## WORK ITEM A:
In the forum thread about melt and pour frosting whip, render this sentence in Spanish: "Sometimes you even have to change m&p bases, since they do not all work the same."
## WORK ITEM B:
According to the forum thread about melt and pour frosting whip, what ingredient did the daughter find worked best for her topping?
## WORK ITEM C:
Carry the forum thread about melt and pour frosting whip forward from the point at which it stops.

# Melt and pour frosting whip not hardening



## Ella kent (Sep 2, 2018)

Hello, my name is Ella. I'm new to this forum.
I am a beginner soap maker, i do cold and hot process soap, if anyone can help me i have a query about melt and pour frosting whip, i made mine last night with white m&p, clear scent free dish soap and bath whip, I've woke up this morning to check on it and its still squigy, it hasnt hardened. Is someone out there that can help!! 

Thank you


----------



## BattleGnome (Sep 2, 2018)

Can you give your full recipe and method? It helps tons when we know what you did since everyone has their own recipes and methods.


----------



## Ella kent (Sep 2, 2018)

Yes, it was 1 cup (190 grams) of white melt and pour, 1 cup of bath whip and 1 tbsp of dish soap . That was a recipe i found on youtube, but im english so had to convert to english from american.


----------



## cmzaha (Sep 2, 2018)

Sorry I cannot help other than say it takes time and experimenting to come up with the perfect whip. Sometimes you even have to change m&p bases, since they do not all work the same. I know it took 6-12 months for my daughter to perfect a topping  that would not squish, melt or fall off during shipping. She found unscented castile LS worked the best. You can try adding in some starches. I cannot say what she used. Just turn to the baking industry to find thickeners/hardeners. Wish I could help more, but since she may someday write an E book of recipes or get back to her m&p I cannot divulge the ingredient that made a big difference. Patience is what it takes


----------



## lsg (Sep 2, 2018)

I notice that the recipe at Wholesale Supplies Plus uses palm kernel oil in their recipe.  That should help the whipped icing to harden.  Here is a link to the recipe.

## Entries drawn from a collection:
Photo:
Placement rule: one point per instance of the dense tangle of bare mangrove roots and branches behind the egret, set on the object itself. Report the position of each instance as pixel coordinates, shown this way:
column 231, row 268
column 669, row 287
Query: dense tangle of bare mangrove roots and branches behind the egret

## ANSWER BOX A:
A veces incluso hay que cambiar de base de m&p, ya que no todas funcionan igual.

## ANSWER BOX B:
Unscented castile LS.

## ANSWER BOX C:
http://www.wholesalesuppliesplus.co...e-recipes/debbie-mays-best-soap-frosting.aspx


----------



## Ella kent (Sep 2, 2018)

Thank you guys, much appreciated ❤


----------



## Rattanjeet (Feb 23, 2022)

Ella kent said:


> Hello, my name is Ella. I'm new to this forum.
> I am a beginner soap maker, i do cold and hot process soap, if anyone can help me i have a query about melt and pour frosting whip, i made mine last night with white m&p, clear scent free dish soap and bath whip, I've woke up this morning to check on it and its still squigy, it hasnt hardened. Is someone out there that can help!!
> 
> Thank you


Hi Ella, could you get your frosting harden?


----------



## Rattanjeet (Feb 23, 2022)

Rattanjeet said:


> Hi Ella, could you get your frosting harden?


I tried making a MP frosting using the meringue powder. It's been 2 days since I made the frosting , and it is still the same. Or may be silghtly harder than before. However I don't think if it is ready to be used. The movement it will go into the water, I am sure it will will melt away.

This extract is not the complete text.